======== Extracted records
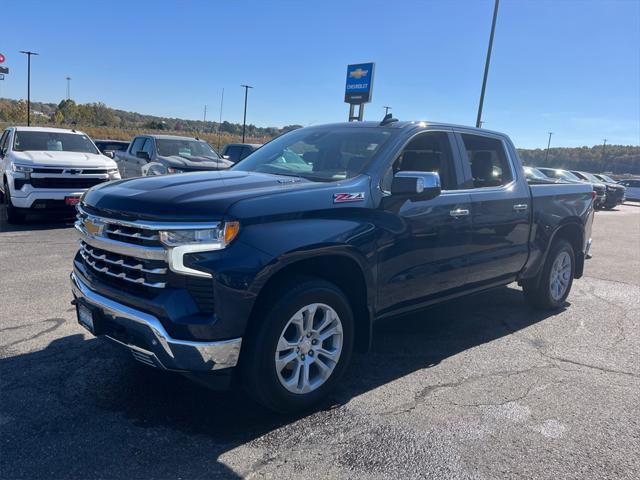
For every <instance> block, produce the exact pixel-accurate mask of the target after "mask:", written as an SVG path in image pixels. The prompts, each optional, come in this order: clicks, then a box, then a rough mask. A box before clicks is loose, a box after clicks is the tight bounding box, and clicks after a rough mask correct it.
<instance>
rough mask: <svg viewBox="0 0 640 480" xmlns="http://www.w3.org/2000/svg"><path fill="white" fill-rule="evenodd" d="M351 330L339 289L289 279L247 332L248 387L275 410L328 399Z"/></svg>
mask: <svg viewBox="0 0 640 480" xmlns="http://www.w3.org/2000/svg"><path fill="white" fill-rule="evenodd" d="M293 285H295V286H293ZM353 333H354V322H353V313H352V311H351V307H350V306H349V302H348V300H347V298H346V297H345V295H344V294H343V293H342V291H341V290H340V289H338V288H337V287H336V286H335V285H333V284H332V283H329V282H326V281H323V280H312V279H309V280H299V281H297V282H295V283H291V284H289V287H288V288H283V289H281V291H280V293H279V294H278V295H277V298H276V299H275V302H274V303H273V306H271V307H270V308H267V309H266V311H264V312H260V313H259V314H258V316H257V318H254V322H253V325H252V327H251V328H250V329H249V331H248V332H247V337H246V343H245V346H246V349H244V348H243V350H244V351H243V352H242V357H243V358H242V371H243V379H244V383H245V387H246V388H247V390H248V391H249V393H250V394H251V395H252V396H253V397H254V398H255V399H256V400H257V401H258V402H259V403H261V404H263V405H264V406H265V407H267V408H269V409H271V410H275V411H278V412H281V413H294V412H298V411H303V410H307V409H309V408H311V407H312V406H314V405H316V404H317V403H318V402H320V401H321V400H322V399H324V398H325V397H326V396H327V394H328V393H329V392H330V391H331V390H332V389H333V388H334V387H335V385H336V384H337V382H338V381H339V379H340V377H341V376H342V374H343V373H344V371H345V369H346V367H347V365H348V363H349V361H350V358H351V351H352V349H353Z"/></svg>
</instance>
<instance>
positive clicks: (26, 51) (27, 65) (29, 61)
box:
================
======== Extracted records
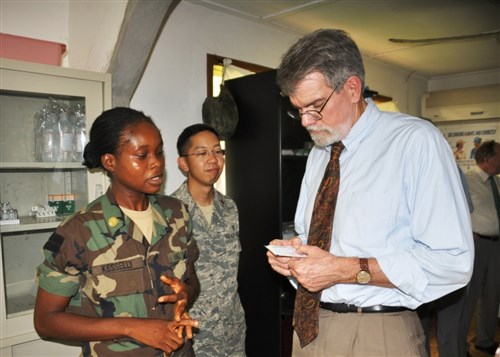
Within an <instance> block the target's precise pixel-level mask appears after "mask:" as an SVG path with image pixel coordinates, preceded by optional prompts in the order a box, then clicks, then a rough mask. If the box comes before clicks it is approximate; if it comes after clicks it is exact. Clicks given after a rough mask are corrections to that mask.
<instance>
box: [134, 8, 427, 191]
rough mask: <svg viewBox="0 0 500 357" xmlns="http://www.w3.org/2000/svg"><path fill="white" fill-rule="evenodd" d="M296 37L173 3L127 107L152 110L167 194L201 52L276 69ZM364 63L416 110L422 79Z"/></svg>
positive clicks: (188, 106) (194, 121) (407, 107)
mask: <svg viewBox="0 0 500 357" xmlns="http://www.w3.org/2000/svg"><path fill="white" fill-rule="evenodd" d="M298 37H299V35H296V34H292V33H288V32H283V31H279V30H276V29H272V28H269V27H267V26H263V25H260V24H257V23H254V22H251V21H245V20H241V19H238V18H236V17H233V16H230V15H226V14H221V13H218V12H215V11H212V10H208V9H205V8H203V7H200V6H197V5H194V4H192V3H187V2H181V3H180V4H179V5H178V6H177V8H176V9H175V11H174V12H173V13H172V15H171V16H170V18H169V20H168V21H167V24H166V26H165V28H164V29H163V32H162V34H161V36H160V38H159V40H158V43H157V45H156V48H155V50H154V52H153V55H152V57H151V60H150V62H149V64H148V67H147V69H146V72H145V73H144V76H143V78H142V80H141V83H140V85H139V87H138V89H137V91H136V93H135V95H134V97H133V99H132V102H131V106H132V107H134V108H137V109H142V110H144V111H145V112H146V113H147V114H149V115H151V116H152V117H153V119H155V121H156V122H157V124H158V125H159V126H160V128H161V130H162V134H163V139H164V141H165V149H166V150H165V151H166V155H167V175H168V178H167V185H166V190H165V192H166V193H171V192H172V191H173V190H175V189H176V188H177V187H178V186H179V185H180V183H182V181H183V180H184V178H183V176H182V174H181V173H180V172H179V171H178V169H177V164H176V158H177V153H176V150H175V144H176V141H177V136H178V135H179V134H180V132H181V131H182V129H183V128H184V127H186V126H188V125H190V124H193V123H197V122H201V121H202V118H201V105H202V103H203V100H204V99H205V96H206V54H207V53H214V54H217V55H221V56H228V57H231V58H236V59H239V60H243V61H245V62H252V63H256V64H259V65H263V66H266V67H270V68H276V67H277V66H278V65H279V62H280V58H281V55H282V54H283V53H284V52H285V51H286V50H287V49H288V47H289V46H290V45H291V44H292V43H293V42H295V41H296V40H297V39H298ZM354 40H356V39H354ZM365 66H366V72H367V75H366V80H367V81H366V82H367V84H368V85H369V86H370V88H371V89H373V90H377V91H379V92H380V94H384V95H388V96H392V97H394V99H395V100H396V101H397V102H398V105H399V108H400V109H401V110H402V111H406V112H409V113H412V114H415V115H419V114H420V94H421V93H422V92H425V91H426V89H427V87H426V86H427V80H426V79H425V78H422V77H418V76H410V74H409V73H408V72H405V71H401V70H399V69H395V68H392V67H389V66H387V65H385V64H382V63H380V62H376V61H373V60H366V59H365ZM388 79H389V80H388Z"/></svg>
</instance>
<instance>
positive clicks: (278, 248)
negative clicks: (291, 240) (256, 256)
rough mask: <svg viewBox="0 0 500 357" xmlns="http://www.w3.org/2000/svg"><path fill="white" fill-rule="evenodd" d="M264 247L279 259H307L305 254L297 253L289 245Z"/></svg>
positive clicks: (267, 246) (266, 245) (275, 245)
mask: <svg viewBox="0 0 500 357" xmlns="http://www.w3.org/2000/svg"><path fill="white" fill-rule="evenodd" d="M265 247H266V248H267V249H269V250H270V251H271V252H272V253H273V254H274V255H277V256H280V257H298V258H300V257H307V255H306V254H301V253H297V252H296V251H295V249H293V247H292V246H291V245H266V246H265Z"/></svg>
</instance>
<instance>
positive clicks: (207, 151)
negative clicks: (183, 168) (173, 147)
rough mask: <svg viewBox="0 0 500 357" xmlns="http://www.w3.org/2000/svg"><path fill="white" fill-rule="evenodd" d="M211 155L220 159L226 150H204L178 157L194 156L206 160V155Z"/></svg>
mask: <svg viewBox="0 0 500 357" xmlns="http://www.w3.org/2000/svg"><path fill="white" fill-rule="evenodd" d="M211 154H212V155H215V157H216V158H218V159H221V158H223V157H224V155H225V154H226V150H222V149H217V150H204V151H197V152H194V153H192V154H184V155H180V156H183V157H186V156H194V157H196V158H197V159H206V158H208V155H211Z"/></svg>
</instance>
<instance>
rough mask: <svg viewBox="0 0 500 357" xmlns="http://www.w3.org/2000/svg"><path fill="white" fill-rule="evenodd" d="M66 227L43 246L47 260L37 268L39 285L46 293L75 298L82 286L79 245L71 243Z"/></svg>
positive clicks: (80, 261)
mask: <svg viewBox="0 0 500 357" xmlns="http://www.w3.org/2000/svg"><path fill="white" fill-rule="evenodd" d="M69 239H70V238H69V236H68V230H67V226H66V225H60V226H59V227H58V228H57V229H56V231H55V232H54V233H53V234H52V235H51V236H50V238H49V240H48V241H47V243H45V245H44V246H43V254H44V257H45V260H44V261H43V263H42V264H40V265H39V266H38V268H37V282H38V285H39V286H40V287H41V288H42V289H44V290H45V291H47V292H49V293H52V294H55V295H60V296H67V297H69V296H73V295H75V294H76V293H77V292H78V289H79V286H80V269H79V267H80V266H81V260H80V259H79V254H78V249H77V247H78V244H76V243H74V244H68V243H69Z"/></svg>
================
| Problem to work on |
Please copy all lines of the listing in which the string "negative" occurs.

| Response to the task |
negative clicks: (291, 240) (256, 256)
negative clicks: (183, 168) (173, 147)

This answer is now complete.